YOUR INSTRUCTIONS ::
Copy the lines from the start of the records below through the line containing "Every instance of the suit", both included, and leave out the pictures.

INPUT FOR THIS TASK section start

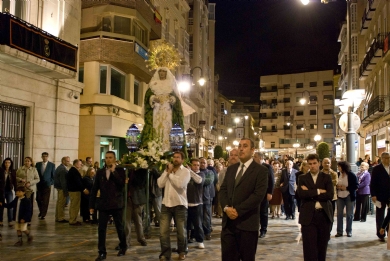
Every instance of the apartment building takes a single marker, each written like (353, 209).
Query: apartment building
(39, 101)
(285, 121)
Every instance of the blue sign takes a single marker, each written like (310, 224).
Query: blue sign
(141, 51)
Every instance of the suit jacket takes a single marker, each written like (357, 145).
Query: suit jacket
(111, 190)
(310, 197)
(47, 177)
(288, 182)
(248, 195)
(380, 184)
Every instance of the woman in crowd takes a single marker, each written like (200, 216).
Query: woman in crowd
(276, 200)
(346, 196)
(363, 192)
(303, 169)
(27, 175)
(88, 183)
(9, 188)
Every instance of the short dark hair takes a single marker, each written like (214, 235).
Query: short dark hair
(251, 141)
(111, 152)
(179, 152)
(344, 165)
(313, 157)
(20, 188)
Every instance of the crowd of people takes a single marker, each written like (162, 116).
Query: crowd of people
(244, 191)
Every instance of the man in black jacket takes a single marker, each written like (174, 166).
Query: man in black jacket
(75, 188)
(110, 181)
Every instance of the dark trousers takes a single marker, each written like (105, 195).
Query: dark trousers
(315, 237)
(207, 218)
(289, 204)
(194, 219)
(43, 198)
(380, 216)
(361, 207)
(264, 215)
(238, 244)
(117, 214)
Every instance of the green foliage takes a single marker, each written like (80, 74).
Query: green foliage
(218, 152)
(323, 150)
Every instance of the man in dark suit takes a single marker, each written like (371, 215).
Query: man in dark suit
(380, 190)
(243, 189)
(46, 175)
(287, 186)
(259, 158)
(316, 215)
(110, 181)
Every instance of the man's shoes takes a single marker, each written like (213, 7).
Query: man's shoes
(143, 242)
(76, 224)
(101, 257)
(121, 252)
(201, 245)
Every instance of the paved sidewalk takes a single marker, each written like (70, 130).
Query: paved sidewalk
(60, 242)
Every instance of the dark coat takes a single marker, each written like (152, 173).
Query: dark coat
(246, 196)
(24, 209)
(74, 180)
(46, 179)
(380, 184)
(353, 185)
(111, 190)
(310, 197)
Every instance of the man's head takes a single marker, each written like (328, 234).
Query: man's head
(45, 156)
(258, 157)
(314, 163)
(77, 164)
(233, 157)
(162, 74)
(110, 158)
(385, 158)
(65, 161)
(195, 165)
(326, 164)
(246, 149)
(88, 161)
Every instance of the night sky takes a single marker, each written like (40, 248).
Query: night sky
(264, 37)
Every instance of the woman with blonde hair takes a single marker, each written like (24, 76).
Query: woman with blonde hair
(27, 176)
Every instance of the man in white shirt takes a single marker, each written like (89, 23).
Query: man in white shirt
(174, 180)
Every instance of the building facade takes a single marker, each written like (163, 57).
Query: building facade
(39, 101)
(285, 121)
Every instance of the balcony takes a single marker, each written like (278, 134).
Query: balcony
(376, 108)
(368, 15)
(144, 7)
(372, 57)
(28, 47)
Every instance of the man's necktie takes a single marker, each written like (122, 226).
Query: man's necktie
(239, 175)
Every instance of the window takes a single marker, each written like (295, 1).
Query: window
(328, 83)
(112, 82)
(328, 111)
(137, 93)
(122, 25)
(328, 97)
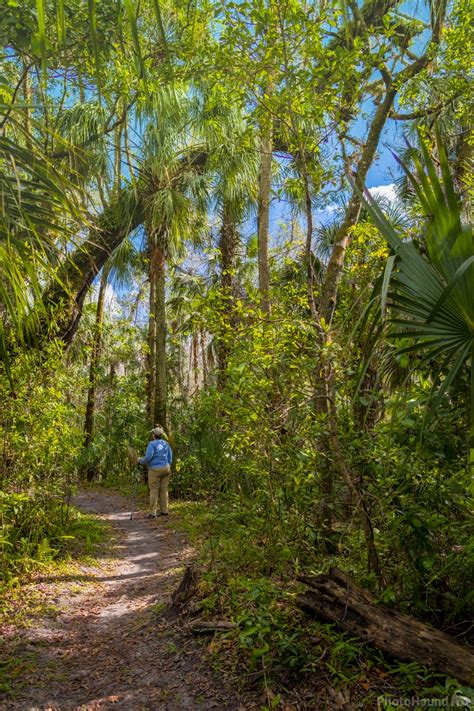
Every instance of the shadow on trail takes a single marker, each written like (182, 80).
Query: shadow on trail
(106, 645)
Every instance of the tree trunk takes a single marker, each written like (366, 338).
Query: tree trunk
(325, 385)
(228, 247)
(93, 371)
(151, 355)
(263, 219)
(195, 347)
(160, 415)
(343, 236)
(336, 599)
(202, 336)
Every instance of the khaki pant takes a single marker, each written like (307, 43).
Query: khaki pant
(158, 480)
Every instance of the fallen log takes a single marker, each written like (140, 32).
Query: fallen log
(210, 626)
(335, 598)
(187, 587)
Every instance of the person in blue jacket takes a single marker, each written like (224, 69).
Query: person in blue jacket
(158, 458)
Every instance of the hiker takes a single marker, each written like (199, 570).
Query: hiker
(158, 458)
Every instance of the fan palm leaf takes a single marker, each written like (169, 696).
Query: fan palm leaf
(430, 294)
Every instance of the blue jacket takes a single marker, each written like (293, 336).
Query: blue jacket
(158, 454)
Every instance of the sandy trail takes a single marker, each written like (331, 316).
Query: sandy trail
(105, 646)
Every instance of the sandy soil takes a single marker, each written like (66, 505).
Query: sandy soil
(105, 644)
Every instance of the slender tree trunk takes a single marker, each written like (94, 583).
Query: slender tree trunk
(263, 219)
(228, 246)
(343, 236)
(202, 336)
(160, 415)
(308, 247)
(151, 354)
(324, 387)
(195, 347)
(96, 354)
(28, 99)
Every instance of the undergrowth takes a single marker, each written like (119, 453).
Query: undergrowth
(277, 645)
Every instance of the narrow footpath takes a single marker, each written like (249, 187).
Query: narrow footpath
(104, 644)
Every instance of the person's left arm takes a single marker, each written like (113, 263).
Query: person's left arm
(148, 454)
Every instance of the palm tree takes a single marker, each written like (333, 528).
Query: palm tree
(428, 289)
(118, 272)
(173, 192)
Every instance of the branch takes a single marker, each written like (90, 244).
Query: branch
(421, 113)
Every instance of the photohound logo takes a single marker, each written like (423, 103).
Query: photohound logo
(414, 702)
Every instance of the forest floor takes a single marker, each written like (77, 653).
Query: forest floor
(101, 641)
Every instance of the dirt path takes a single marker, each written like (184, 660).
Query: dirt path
(106, 646)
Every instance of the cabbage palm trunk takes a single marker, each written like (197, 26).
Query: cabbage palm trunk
(96, 354)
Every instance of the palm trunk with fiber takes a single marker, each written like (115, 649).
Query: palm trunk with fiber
(93, 370)
(263, 219)
(160, 414)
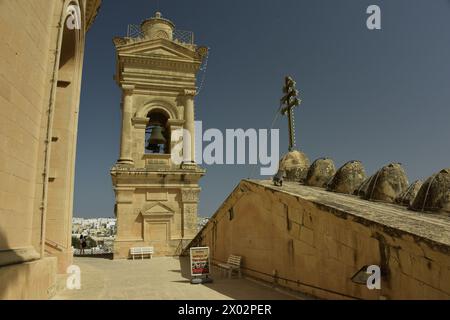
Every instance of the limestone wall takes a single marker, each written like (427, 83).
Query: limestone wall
(313, 241)
(40, 80)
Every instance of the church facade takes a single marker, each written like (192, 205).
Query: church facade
(157, 197)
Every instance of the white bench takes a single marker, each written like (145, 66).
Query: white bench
(142, 251)
(233, 264)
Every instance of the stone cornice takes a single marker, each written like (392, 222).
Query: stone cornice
(190, 66)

INPUT FOR THIS TASK section end

OUTPUT OF THE TASK ::
Every instance of the apartment building takes a single marker, each written like (353, 209).
Query: apartment building
(39, 101)
(285, 121)
Every instance of the blue sign takes a single marker, each written like (310, 224).
Query: blue sign
(141, 51)
Every instance of the suit jacket takes a single marker, each written like (357, 145).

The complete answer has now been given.